Records for the exercise:
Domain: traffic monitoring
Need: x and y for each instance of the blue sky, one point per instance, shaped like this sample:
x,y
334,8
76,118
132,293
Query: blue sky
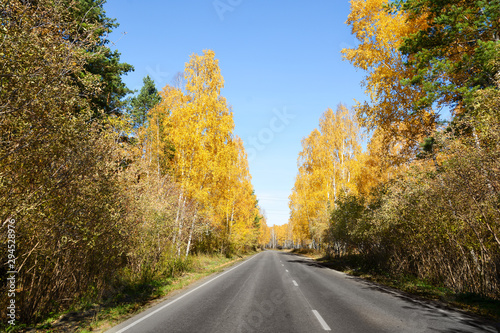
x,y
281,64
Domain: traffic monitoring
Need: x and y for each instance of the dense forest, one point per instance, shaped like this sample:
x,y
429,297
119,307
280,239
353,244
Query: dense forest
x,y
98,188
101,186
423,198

...

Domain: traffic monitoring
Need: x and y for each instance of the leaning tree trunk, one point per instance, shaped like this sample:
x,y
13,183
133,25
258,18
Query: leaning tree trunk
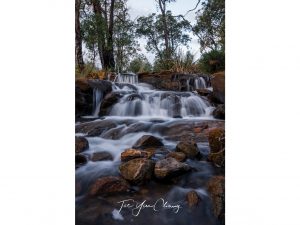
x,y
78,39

Task details: Copy every line that includes the string "each" from the material above.

Task answer:
Need: x and y for each instance of the blue sky, one point per instance, shaped like this sample:
Need: x and y for each instance of the dense forest, one point per instance, shaped like this sample:
Need: x and y for each instance of the leaning tree trunk, one point per instance, shaped like this sample:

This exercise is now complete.